EXTRACTED MATERIAL =
* * *
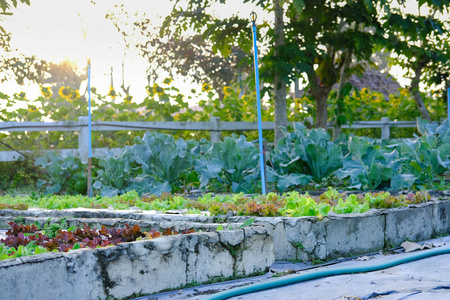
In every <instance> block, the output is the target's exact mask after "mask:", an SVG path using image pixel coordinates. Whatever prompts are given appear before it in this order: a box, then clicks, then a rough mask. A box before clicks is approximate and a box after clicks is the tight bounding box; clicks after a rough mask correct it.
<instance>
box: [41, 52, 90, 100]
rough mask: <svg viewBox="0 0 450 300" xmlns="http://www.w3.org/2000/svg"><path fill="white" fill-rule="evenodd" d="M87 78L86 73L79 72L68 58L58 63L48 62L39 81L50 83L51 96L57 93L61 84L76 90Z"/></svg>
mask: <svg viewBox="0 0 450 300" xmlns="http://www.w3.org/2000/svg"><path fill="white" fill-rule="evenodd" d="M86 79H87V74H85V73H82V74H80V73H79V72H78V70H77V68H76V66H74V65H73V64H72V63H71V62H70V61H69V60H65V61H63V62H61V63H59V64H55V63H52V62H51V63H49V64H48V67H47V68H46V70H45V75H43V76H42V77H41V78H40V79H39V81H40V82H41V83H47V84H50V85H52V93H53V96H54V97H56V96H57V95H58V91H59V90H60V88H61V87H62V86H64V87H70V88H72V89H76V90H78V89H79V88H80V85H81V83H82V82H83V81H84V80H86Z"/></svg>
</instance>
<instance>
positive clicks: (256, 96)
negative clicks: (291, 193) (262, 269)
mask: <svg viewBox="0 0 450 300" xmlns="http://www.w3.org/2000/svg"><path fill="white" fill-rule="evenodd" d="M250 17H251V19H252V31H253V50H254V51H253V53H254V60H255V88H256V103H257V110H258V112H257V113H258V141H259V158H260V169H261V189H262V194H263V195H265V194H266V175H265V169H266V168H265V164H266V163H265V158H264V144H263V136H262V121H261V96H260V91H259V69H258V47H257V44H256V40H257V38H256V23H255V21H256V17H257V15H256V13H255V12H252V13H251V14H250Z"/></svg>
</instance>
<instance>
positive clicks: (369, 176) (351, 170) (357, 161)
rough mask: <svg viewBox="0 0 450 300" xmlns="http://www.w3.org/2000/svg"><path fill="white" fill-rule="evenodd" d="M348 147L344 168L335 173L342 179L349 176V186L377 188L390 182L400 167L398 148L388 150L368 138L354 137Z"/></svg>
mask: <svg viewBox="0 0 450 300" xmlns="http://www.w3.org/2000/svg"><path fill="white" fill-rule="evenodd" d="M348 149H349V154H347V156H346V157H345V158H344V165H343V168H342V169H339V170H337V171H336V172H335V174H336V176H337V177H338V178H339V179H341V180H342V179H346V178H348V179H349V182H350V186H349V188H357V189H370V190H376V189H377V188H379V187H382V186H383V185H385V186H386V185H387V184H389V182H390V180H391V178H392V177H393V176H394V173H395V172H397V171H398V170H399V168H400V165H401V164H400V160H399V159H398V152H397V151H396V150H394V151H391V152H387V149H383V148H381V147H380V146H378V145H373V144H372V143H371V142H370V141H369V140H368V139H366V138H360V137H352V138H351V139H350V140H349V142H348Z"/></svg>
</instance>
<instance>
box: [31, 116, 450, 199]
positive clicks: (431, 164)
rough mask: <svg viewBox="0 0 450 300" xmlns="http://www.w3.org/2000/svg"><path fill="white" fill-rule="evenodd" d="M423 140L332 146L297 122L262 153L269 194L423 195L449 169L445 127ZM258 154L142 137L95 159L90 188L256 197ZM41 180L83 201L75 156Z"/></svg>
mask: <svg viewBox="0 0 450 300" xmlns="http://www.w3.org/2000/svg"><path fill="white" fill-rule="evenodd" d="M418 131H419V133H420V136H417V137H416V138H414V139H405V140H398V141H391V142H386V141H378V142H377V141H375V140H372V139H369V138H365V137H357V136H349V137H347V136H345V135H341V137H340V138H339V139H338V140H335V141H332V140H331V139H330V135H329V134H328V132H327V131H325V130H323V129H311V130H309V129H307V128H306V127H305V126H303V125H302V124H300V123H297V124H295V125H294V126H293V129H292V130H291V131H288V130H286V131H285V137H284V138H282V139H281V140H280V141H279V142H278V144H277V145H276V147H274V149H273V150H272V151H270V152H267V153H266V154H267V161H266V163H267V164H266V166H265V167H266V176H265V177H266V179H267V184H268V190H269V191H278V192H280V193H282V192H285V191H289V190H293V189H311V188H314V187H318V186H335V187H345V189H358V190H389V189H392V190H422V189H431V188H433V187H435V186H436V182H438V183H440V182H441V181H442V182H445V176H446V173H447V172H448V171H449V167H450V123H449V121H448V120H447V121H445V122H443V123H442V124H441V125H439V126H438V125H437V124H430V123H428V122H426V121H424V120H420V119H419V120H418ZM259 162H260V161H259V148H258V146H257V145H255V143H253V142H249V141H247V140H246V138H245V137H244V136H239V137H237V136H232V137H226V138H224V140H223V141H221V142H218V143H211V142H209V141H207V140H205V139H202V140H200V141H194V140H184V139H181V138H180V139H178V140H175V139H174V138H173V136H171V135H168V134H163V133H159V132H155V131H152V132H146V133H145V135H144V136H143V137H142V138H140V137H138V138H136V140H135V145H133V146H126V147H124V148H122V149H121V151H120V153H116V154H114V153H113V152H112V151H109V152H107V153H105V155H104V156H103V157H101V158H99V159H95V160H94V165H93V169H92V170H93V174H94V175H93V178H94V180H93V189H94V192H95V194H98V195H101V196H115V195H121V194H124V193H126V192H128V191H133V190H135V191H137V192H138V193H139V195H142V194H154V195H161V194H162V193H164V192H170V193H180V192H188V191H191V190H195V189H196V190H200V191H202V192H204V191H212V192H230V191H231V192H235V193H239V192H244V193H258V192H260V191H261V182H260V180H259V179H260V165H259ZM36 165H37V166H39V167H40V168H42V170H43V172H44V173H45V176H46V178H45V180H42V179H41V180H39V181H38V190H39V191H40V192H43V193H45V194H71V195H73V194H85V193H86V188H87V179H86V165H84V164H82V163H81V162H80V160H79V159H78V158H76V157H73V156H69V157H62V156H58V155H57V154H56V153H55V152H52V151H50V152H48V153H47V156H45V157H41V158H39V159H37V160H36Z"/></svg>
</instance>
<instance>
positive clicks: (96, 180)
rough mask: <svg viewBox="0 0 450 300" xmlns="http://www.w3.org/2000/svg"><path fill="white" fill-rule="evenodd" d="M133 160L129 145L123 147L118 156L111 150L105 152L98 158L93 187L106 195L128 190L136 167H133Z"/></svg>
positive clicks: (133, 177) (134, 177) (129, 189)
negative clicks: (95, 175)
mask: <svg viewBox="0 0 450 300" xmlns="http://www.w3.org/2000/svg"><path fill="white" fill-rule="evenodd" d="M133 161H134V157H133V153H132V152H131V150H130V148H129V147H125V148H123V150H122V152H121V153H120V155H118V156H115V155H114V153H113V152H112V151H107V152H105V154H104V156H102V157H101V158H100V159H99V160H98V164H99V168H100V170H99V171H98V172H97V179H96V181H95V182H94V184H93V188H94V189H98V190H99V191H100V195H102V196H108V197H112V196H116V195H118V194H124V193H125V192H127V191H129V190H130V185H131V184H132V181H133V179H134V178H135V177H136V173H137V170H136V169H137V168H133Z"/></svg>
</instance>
* * *
WORK INSTRUCTION =
Extract every line of the material above that contains the string "negative", and reproduce each one verbatim in its original order.

RESPONSE =
negative clicks: (291, 193) (262, 269)
negative clicks: (95, 175)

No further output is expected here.